## SOURCE INFORMATION

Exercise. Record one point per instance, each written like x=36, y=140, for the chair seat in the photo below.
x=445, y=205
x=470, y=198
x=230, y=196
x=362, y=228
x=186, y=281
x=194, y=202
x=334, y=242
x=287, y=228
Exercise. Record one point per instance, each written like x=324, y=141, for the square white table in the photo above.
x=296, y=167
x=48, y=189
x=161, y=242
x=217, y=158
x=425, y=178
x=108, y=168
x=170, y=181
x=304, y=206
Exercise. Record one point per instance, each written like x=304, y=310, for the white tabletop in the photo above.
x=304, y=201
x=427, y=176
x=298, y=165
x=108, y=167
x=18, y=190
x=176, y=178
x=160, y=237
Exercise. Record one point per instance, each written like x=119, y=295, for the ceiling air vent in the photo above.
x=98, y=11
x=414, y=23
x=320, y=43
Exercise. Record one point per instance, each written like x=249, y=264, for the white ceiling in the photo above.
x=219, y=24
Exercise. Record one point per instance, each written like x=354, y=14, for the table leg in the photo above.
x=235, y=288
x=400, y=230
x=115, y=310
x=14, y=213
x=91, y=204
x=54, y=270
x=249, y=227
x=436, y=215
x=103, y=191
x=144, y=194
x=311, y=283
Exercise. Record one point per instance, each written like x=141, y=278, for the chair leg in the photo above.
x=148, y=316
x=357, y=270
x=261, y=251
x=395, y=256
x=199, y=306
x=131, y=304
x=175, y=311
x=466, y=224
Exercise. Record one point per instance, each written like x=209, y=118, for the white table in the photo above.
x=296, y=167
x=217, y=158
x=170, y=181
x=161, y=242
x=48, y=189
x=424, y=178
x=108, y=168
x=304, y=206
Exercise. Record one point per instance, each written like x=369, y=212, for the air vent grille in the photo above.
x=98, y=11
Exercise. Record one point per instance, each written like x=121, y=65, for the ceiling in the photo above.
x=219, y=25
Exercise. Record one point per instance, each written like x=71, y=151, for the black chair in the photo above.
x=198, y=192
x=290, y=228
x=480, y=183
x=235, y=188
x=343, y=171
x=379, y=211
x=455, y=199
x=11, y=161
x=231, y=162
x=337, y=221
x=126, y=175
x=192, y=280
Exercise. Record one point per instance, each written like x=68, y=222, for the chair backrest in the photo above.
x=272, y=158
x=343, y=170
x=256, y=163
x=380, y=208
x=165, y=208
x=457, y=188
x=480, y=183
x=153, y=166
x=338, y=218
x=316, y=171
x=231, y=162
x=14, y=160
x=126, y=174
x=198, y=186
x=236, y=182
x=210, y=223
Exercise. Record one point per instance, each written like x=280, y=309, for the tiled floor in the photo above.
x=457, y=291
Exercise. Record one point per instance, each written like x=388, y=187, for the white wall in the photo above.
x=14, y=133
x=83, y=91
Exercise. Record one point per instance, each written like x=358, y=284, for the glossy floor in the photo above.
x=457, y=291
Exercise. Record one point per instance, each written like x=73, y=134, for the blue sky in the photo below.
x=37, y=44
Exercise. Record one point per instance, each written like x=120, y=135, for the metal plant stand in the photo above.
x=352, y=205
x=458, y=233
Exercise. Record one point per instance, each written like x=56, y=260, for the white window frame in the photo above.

## WHAT YOU ARE ASKED TO DO
Extract the whole listing, character for character.

## ANSWER BELOW
Exercise. Record one point per instance, each written like x=36, y=140, for the chair seat in the photo below.
x=445, y=205
x=470, y=198
x=230, y=196
x=362, y=228
x=186, y=281
x=194, y=202
x=334, y=242
x=287, y=228
Exercise. Record one point per instance, each written like x=324, y=141, for the square white table in the photo above.
x=296, y=167
x=48, y=189
x=161, y=242
x=217, y=158
x=425, y=178
x=108, y=168
x=170, y=181
x=304, y=206
Exercise. Record one point per instance, each written like x=304, y=310, for the white tabletop in the photo above.
x=304, y=201
x=427, y=176
x=298, y=165
x=108, y=167
x=18, y=190
x=176, y=178
x=160, y=237
Exercise. Record one point per instance, each written like x=119, y=295, for the ceiling air vent in the photo above.
x=98, y=11
x=414, y=23
x=320, y=43
Exercise. Record one point per instance, each written like x=249, y=264, for the white ceiling in the photo above.
x=219, y=24
Exercise. Record one point per instance, each written like x=354, y=14, for the table leg in the photo above.
x=235, y=288
x=400, y=230
x=115, y=310
x=14, y=213
x=91, y=204
x=54, y=270
x=249, y=227
x=436, y=215
x=103, y=191
x=144, y=194
x=311, y=283
Exercise. Record one point per instance, each written like x=141, y=278, for the chair leg in the photo above.
x=148, y=316
x=357, y=270
x=261, y=251
x=395, y=256
x=199, y=306
x=131, y=304
x=175, y=311
x=466, y=224
Exercise. Record one point per instance, each written like x=209, y=118, for the white table in the photo above.
x=296, y=167
x=217, y=158
x=170, y=181
x=161, y=242
x=48, y=189
x=424, y=178
x=108, y=168
x=304, y=206
Exercise. Record one point per instance, each written like x=369, y=212, for the air vent grille in the photo above.
x=98, y=11
Exercise. Record one point per instance, each written like x=121, y=65, for the ceiling in the photo above.
x=219, y=25
Exercise. Record one point per instance, each written like x=71, y=151, for the black chair in the photo above.
x=198, y=192
x=290, y=228
x=480, y=183
x=235, y=188
x=343, y=171
x=379, y=211
x=455, y=199
x=11, y=161
x=231, y=162
x=337, y=221
x=126, y=175
x=192, y=280
Exercise. Record one point per instance, each written like x=68, y=222, for the chair backrest in the photo above.
x=272, y=158
x=343, y=170
x=256, y=163
x=380, y=208
x=165, y=208
x=457, y=188
x=480, y=183
x=153, y=166
x=338, y=218
x=316, y=171
x=231, y=162
x=14, y=160
x=126, y=174
x=198, y=186
x=236, y=182
x=210, y=223
Exercise. Record one point per instance, each written like x=280, y=309, for the tiled floor in the photo above.
x=457, y=291
Exercise. Record one point per instance, each written like x=388, y=187, for the white wall in the photo above.
x=14, y=133
x=83, y=91
Exercise. Record one point per instance, each written like x=358, y=284, for the glossy floor in the photo above.
x=457, y=291
Exercise. Record one point per instance, each written like x=73, y=134, for the blue sky in the photo below.
x=37, y=44
Exercise. Record one point per instance, each written like x=120, y=135, for the metal plant stand in the photo above.
x=352, y=205
x=458, y=233
Exercise. Record one point per instance, each written like x=56, y=260, for the white window frame in the photo above.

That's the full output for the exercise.